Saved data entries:
######

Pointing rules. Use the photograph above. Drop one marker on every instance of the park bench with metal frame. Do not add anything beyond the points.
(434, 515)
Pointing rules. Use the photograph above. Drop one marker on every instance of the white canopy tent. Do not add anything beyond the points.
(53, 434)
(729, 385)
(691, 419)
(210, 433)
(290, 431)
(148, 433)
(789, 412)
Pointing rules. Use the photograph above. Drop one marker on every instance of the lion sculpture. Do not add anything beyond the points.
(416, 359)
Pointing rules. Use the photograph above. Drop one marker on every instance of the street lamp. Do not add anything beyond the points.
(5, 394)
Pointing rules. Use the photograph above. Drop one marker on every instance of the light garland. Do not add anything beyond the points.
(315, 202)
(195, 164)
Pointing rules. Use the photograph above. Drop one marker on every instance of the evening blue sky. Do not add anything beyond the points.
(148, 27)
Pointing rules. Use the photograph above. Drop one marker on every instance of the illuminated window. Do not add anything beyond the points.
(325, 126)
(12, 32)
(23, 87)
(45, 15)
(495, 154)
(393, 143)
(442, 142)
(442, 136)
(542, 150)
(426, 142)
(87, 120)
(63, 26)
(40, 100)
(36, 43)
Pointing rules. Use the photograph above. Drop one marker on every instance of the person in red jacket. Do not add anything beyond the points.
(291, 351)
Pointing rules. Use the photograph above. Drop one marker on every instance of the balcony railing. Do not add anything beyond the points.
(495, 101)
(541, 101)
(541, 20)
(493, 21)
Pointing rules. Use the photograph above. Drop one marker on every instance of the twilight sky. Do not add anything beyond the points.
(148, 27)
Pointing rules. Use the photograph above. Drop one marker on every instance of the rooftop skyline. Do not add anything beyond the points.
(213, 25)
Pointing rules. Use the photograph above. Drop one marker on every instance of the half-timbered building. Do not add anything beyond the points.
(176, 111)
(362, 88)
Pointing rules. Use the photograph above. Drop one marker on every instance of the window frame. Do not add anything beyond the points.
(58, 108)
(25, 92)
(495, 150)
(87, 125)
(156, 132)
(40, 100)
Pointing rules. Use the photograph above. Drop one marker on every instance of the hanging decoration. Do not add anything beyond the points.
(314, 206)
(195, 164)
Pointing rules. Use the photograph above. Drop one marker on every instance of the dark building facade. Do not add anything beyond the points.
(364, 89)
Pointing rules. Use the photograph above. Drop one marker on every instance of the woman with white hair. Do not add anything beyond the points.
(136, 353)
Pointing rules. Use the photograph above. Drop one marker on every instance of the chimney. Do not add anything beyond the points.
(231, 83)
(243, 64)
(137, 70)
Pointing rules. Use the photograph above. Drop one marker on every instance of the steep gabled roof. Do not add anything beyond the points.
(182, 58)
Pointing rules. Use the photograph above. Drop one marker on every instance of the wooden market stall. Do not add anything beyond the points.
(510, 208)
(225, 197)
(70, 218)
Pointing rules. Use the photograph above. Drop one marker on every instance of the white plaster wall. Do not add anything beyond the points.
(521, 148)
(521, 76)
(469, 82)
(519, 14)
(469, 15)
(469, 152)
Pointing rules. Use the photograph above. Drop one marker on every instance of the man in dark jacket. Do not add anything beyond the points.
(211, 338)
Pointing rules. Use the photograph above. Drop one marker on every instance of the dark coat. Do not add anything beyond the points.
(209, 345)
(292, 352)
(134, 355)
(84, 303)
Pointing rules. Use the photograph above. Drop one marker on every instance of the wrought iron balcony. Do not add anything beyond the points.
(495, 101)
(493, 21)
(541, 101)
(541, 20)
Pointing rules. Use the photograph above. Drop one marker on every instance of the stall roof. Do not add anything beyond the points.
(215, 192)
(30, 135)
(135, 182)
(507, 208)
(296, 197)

######

§ Given task
Retype all of the records above, character for character, leaving nothing out.

§ Output for this exercise
Pointing rules. Use the photograph above. Drop one marker on every instance of the park bench with metal frame. Do not add anything beyond the points.
(434, 515)
Pointing rules. Use the photograph above. Drop one marker on every instance of the white canopy tent. Do not add anything beyond the points.
(53, 434)
(729, 385)
(691, 419)
(210, 433)
(290, 431)
(148, 433)
(789, 412)
Pointing rules. Use the photograph above. Drop one marker on every instance of the lion sculpture. Do not add anything beyond the points.
(416, 359)
Pointing rules. Use the photograph above. Drop one marker on every instance of the street lamp. Do not add anything beyond the points.
(5, 394)
Pointing rules. Use the photograph above. Drop one marker on every instance of the light garland. Do not add anything beyond the points.
(315, 202)
(195, 164)
Pointing rules. Use the photograph above. Drop one marker on every instance of the evening blue sky. Do not add anything beyond the points.
(148, 27)
Pointing rules. Use the photograph above. Drop one marker on every instance of the illuminated window. Do not add anything beyond the points.
(325, 126)
(12, 32)
(23, 87)
(45, 15)
(495, 154)
(393, 143)
(442, 142)
(442, 136)
(542, 150)
(426, 142)
(87, 120)
(63, 26)
(40, 100)
(36, 43)
Pointing rules. Use the photograph above. Drop one marker on every instance of the person in red jacket. Do not add anything beyond the points.
(291, 351)
Pointing rules. Use the photograph above. Drop one marker on every instance of the balcony railing. Do not add anything beyond the points.
(495, 101)
(541, 101)
(541, 20)
(493, 21)
Pointing rules. Use the photograph above. Drop one marker on every instance of the twilight sky. Do not add anything beyond the points.
(148, 27)
Pointing rules. Use the photograph above. Drop one marker on every instance of the rooftop skyline. Do not add anything beyond the points.
(213, 25)
Pointing rules. Use the photograph above. Drop one marker on every instance of the half-timbered building. Do not add anything beyond the points.
(176, 111)
(362, 88)
Pointing rules. Use the photograph above. Drop one marker on every instance of the window frame. Do not add anything beyond the points.
(58, 108)
(25, 92)
(495, 150)
(87, 125)
(156, 132)
(40, 100)
Pointing rules. Use the photograph above. Drop one marker on every instance of the hanging decoration. Do not add anything beyond the points.
(314, 206)
(195, 164)
Pointing rules. Use the photograph above. Drop one marker on every instance of the dark building facade. Do not add anything beyond the points.
(364, 89)
Pointing rules. Use the photograph above. Drop one marker on every instance of the woman with white hair. Do not add anything beyond the points.
(136, 353)
Pointing rules. Use the photograph above. Drop one marker on every instance of the chimney. Do not add anything beyond the points.
(231, 83)
(243, 64)
(137, 70)
Pointing rules. Use the photograph above. Drop one marker on every instance of the steep gabled roof. Do not add anything beyond the points.
(182, 58)
Pointing rules. Use the photograph above. Drop one marker on every instance of the wooden market stall. Do not add anything beyond the points.
(510, 208)
(225, 197)
(70, 218)
Pointing rules. Use the photograph above. Drop one marker on every instance of the white plaster wall. Do not add anything beyond the points.
(521, 148)
(521, 76)
(469, 82)
(519, 14)
(469, 15)
(469, 152)
Pointing rules. Use the photograph above. Drop one marker on every instance of the man in dark jacket. Do not add anything beyond the points.
(211, 338)
Pointing rules. Use the photograph above. Drop one marker on every instance of the dark coat. Do not add anything beyond the points.
(209, 345)
(292, 352)
(134, 355)
(84, 303)
Pointing rules. Use the photograph above. Drop one marker on every instance of the wrought iron balcony. Do not add anything beyond the points.
(495, 101)
(493, 21)
(541, 101)
(541, 20)
Pointing rules. Use the photograph above. Drop one marker on every instance of the stall roof. Do not add anything beyond the points.
(215, 192)
(30, 135)
(135, 182)
(507, 208)
(296, 197)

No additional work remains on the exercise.